DATA ENTRIES:
- - - - -

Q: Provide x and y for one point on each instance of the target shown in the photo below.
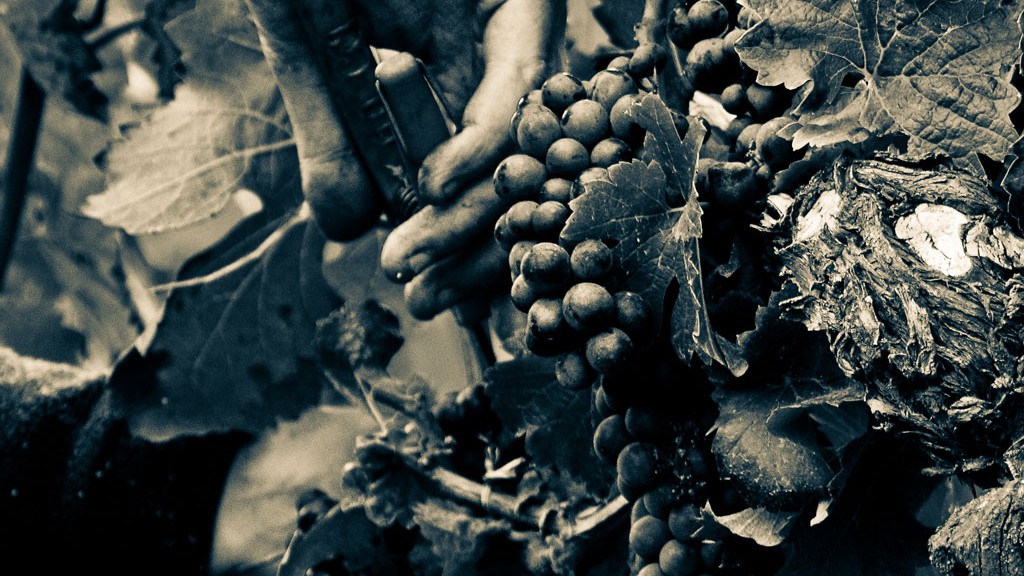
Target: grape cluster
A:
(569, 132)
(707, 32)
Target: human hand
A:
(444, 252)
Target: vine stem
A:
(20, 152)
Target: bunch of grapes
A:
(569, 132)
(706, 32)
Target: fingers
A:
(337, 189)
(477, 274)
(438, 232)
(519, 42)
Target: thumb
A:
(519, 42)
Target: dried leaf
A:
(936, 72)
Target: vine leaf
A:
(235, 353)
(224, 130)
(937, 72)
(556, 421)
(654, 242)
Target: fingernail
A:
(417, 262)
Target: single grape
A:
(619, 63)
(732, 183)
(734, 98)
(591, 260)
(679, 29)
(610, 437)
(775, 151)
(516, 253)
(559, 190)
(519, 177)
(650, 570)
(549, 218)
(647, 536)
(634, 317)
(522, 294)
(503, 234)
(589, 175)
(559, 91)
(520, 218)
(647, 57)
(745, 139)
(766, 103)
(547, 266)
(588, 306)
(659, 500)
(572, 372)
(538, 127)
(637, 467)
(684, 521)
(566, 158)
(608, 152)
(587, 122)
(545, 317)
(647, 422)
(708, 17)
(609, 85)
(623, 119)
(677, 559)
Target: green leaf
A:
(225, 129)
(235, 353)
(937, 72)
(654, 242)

- - - - -

DO THIS:
Rewrite the material above with "single grape" replaced by "individual grape" and everything else unchanged, leaving out the pictures.

RESULT FOR THIS EXERCISE:
Q: Provide x and y for one point on each instance of the target shown in the photo below.
Target: grape cluster
A:
(569, 132)
(707, 32)
Target: human hand
A:
(444, 252)
Target: vine stem
A:
(20, 152)
Target: bunch of grapes
A:
(569, 132)
(706, 32)
Target: fingers
A:
(337, 189)
(477, 274)
(438, 232)
(519, 42)
Target: thumb
A:
(519, 42)
Target: dried leaf
A:
(936, 72)
Target: vine leaf
A:
(235, 353)
(224, 130)
(937, 72)
(556, 421)
(654, 242)
Target: fingernail
A:
(417, 262)
Target: individual grape
A:
(619, 63)
(732, 183)
(734, 98)
(591, 260)
(679, 29)
(610, 437)
(775, 151)
(516, 253)
(559, 190)
(519, 177)
(650, 570)
(549, 218)
(647, 536)
(634, 317)
(522, 294)
(503, 234)
(589, 175)
(559, 91)
(520, 218)
(647, 57)
(745, 139)
(766, 103)
(547, 266)
(588, 306)
(659, 500)
(572, 372)
(538, 127)
(637, 467)
(684, 521)
(566, 158)
(608, 152)
(587, 122)
(545, 317)
(647, 422)
(708, 17)
(609, 85)
(623, 119)
(677, 559)
Target: green leaf
A:
(225, 129)
(235, 353)
(937, 72)
(654, 242)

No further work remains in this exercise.